What this task involves: Report how many lines of the records contain the string "yellow", treating uppercase and lowercase as different, and give only the number.

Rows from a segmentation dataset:
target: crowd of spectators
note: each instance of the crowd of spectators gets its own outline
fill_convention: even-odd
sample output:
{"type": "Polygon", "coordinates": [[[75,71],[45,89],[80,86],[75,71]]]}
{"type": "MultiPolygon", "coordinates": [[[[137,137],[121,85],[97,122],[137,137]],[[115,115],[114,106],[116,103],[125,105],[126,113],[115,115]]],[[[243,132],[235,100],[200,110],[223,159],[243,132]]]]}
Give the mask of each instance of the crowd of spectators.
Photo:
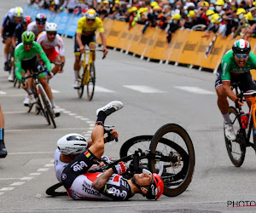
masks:
{"type": "Polygon", "coordinates": [[[144,25],[166,32],[166,39],[179,28],[206,32],[231,38],[256,35],[256,1],[253,0],[30,0],[31,4],[68,13],[84,13],[94,8],[102,19],[125,20],[129,28],[144,25]]]}

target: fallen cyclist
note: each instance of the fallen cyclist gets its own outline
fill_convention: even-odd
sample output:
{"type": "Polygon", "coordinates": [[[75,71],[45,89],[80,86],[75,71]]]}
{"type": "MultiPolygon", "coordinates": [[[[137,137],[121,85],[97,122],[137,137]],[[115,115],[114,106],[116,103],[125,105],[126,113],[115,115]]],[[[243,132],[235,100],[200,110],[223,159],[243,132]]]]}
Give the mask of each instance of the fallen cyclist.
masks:
{"type": "Polygon", "coordinates": [[[104,172],[89,173],[104,153],[104,122],[108,115],[123,107],[120,101],[112,101],[96,111],[97,120],[91,134],[91,146],[66,166],[61,181],[73,199],[128,200],[136,193],[148,199],[158,199],[164,191],[160,176],[147,171],[135,174],[127,180],[124,162],[104,172]]]}

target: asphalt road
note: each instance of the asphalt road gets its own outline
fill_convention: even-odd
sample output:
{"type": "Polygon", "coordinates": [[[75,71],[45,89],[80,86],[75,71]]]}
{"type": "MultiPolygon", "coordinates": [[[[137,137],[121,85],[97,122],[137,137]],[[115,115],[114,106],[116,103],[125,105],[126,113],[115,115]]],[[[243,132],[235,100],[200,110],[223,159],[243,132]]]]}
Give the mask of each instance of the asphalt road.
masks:
{"type": "MultiPolygon", "coordinates": [[[[5,3],[9,9],[26,1],[5,3]]],[[[5,142],[9,155],[0,159],[0,212],[255,212],[255,206],[232,208],[232,202],[253,201],[256,188],[256,158],[248,149],[241,168],[236,168],[225,150],[223,118],[217,106],[215,75],[171,65],[141,60],[109,50],[106,60],[97,55],[96,90],[92,101],[78,98],[73,89],[73,40],[64,38],[65,71],[50,80],[61,115],[57,129],[42,116],[26,112],[25,93],[8,82],[0,44],[0,102],[5,116],[5,142]],[[127,202],[73,201],[50,198],[45,190],[57,182],[53,158],[56,141],[77,132],[90,138],[96,111],[111,101],[124,108],[108,118],[119,132],[119,141],[107,144],[105,153],[119,157],[123,142],[140,135],[154,135],[162,125],[175,123],[189,134],[195,150],[191,184],[175,198],[149,201],[136,195],[127,202]],[[230,203],[231,202],[231,203],[230,203]]],[[[240,203],[242,204],[243,203],[240,203]]],[[[245,204],[245,203],[244,203],[245,204]]],[[[237,205],[237,204],[236,204],[237,205]]]]}

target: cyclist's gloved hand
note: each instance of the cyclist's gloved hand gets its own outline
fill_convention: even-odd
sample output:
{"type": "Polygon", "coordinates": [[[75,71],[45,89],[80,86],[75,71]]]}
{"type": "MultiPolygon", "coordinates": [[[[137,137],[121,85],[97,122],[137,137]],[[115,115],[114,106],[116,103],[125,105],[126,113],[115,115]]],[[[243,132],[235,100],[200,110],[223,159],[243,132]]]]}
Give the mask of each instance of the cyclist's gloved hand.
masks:
{"type": "Polygon", "coordinates": [[[124,162],[119,162],[117,165],[113,165],[112,167],[113,172],[114,174],[122,175],[126,172],[126,166],[124,162]]]}

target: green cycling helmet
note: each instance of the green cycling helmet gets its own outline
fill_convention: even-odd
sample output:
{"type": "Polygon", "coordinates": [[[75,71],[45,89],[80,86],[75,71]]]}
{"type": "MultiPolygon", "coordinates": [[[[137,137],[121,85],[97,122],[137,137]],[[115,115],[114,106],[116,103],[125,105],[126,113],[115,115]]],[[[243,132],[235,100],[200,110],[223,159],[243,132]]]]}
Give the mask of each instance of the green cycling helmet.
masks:
{"type": "Polygon", "coordinates": [[[32,32],[26,31],[21,35],[23,43],[32,43],[35,40],[35,34],[32,32]]]}

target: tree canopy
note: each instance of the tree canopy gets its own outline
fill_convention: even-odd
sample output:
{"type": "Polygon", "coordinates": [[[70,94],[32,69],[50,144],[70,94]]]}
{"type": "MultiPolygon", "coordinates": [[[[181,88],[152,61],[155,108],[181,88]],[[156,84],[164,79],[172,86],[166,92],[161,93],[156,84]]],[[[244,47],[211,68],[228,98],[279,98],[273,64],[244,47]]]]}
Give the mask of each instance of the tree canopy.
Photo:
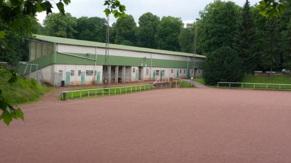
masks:
{"type": "Polygon", "coordinates": [[[163,17],[161,22],[157,26],[155,38],[158,48],[179,51],[178,38],[183,25],[181,18],[163,17]]]}

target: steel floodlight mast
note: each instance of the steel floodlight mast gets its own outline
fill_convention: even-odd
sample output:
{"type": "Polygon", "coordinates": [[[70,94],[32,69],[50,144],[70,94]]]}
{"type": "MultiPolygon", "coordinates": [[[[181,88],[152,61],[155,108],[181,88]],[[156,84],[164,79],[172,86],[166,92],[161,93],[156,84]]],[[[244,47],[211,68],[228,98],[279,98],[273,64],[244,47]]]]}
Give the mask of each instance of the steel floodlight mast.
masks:
{"type": "MultiPolygon", "coordinates": [[[[109,5],[107,6],[109,9],[109,5]]],[[[106,39],[105,41],[105,60],[104,63],[104,71],[103,73],[103,85],[104,88],[108,88],[108,78],[109,69],[109,15],[107,17],[107,27],[106,28],[106,39]]]]}

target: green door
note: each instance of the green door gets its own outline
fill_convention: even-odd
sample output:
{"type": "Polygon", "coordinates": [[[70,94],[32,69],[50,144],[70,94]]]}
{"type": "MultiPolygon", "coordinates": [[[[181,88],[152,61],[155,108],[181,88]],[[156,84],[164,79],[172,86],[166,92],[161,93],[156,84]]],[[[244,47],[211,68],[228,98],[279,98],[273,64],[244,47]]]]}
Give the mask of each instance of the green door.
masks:
{"type": "Polygon", "coordinates": [[[138,81],[138,70],[135,71],[135,81],[138,81]]]}
{"type": "Polygon", "coordinates": [[[85,85],[85,72],[81,72],[81,85],[85,85]]]}
{"type": "Polygon", "coordinates": [[[190,78],[190,69],[187,69],[187,79],[190,78]]]}
{"type": "Polygon", "coordinates": [[[71,72],[65,72],[65,85],[70,85],[70,74],[71,72]]]}
{"type": "Polygon", "coordinates": [[[100,72],[97,72],[97,84],[100,84],[100,72]]]}
{"type": "Polygon", "coordinates": [[[153,71],[153,80],[156,80],[156,70],[153,71]]]}

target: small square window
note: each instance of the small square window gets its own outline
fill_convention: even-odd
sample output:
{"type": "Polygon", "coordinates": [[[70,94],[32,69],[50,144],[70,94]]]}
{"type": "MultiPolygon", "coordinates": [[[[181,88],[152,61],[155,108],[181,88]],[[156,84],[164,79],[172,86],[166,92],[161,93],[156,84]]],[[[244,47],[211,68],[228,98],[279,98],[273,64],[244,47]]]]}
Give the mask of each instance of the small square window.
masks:
{"type": "Polygon", "coordinates": [[[86,76],[93,76],[93,70],[86,70],[86,76]]]}
{"type": "Polygon", "coordinates": [[[156,70],[156,75],[159,75],[159,73],[160,73],[160,71],[156,70]]]}
{"type": "Polygon", "coordinates": [[[75,70],[71,70],[71,76],[75,75],[75,70]]]}

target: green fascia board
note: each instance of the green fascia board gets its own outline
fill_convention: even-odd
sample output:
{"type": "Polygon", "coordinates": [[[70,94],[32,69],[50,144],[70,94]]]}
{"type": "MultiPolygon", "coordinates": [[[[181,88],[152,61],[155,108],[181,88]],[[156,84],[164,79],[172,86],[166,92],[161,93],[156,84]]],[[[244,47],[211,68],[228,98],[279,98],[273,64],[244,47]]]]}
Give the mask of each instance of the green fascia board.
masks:
{"type": "MultiPolygon", "coordinates": [[[[95,59],[95,55],[86,56],[84,54],[68,53],[70,54],[78,56],[83,58],[88,58],[90,59],[95,59]]],[[[58,53],[57,60],[58,64],[95,64],[95,61],[86,59],[83,58],[74,57],[70,55],[58,53]],[[59,54],[60,54],[60,55],[59,54]],[[65,58],[64,58],[65,57],[65,58]],[[76,58],[76,60],[74,59],[70,59],[70,57],[76,58]],[[74,62],[71,61],[74,60],[74,62]]],[[[104,55],[97,55],[97,61],[96,64],[103,65],[105,61],[104,55]]],[[[109,56],[109,65],[126,66],[143,66],[150,67],[150,59],[142,59],[136,57],[129,57],[123,56],[109,56]]],[[[192,63],[188,63],[188,68],[191,68],[192,63]]],[[[152,59],[152,67],[165,67],[165,68],[187,68],[187,61],[182,60],[166,60],[161,59],[152,59]]],[[[204,68],[204,62],[196,62],[195,67],[196,68],[204,68]]]]}
{"type": "MultiPolygon", "coordinates": [[[[52,57],[53,56],[53,53],[48,54],[45,56],[43,56],[37,59],[29,61],[26,63],[37,64],[38,69],[41,69],[46,66],[48,66],[52,63],[51,59],[52,57]]],[[[26,64],[21,64],[20,66],[16,67],[16,72],[18,74],[23,74],[24,73],[24,71],[25,71],[25,68],[26,68],[26,64]]],[[[31,72],[32,72],[35,70],[36,70],[36,65],[32,65],[31,72]]],[[[29,65],[27,66],[27,68],[25,71],[25,73],[24,73],[24,74],[29,73],[30,71],[30,65],[29,65]]]]}
{"type": "MultiPolygon", "coordinates": [[[[35,39],[41,41],[44,41],[52,43],[62,44],[71,44],[74,45],[91,46],[101,48],[105,48],[105,44],[102,43],[94,42],[92,41],[79,40],[72,39],[67,39],[61,37],[48,36],[44,35],[40,35],[35,34],[35,39]]],[[[168,50],[159,50],[150,49],[144,47],[139,47],[135,46],[126,46],[116,44],[109,44],[109,48],[111,49],[130,50],[138,52],[147,52],[161,54],[168,54],[175,56],[193,57],[194,54],[191,53],[187,53],[179,52],[175,52],[168,50]]],[[[206,57],[202,55],[196,54],[197,58],[206,58],[206,57]]]]}

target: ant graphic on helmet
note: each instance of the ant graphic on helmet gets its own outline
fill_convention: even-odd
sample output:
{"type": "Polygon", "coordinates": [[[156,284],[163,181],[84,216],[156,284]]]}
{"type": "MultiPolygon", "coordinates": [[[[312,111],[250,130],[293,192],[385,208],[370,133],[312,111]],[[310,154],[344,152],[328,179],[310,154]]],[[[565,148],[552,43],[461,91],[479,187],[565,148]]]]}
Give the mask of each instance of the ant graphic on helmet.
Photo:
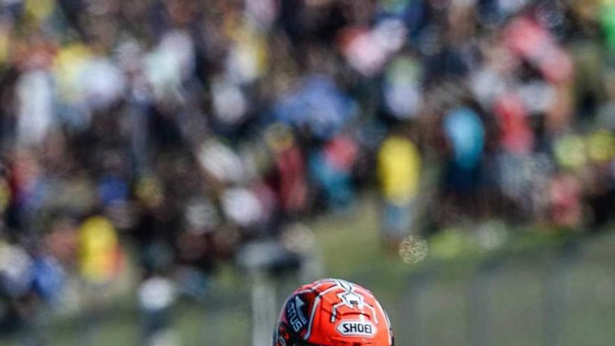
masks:
{"type": "Polygon", "coordinates": [[[282,306],[273,346],[393,346],[391,322],[368,289],[340,279],[299,287],[282,306]]]}

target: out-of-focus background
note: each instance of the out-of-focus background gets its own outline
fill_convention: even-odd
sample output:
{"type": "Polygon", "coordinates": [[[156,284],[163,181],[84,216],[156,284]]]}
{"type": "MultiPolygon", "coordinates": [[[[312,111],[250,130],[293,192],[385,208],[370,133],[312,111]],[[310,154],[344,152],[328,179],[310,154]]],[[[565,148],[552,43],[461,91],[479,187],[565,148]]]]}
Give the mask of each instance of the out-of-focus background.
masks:
{"type": "Polygon", "coordinates": [[[615,342],[615,1],[0,1],[0,344],[615,342]]]}

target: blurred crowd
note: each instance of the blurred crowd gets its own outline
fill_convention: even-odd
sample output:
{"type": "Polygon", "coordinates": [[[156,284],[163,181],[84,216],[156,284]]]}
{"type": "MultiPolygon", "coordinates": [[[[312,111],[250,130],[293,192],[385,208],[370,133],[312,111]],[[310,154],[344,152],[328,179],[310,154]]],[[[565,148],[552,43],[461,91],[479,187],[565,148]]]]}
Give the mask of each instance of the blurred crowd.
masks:
{"type": "Polygon", "coordinates": [[[609,0],[3,0],[0,100],[3,328],[120,238],[157,310],[367,189],[393,243],[615,211],[609,0]]]}

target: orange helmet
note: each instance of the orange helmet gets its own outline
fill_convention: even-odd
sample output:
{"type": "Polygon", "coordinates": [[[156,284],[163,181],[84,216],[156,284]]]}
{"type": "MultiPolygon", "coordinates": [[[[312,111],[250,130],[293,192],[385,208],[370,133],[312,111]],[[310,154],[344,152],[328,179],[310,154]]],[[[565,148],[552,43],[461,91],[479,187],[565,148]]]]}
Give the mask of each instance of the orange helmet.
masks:
{"type": "Polygon", "coordinates": [[[273,346],[393,346],[391,322],[368,290],[325,279],[302,286],[287,299],[273,346]]]}

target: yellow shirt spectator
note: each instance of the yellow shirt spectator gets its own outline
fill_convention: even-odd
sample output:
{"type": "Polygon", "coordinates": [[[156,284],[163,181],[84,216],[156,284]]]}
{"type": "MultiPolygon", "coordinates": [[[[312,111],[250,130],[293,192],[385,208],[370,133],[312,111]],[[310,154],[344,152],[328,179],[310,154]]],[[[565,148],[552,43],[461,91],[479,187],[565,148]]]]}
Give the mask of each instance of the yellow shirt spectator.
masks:
{"type": "Polygon", "coordinates": [[[384,198],[398,205],[412,201],[418,190],[421,157],[410,140],[397,135],[385,140],[378,153],[377,169],[384,198]]]}

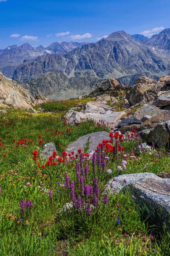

Correct response: 3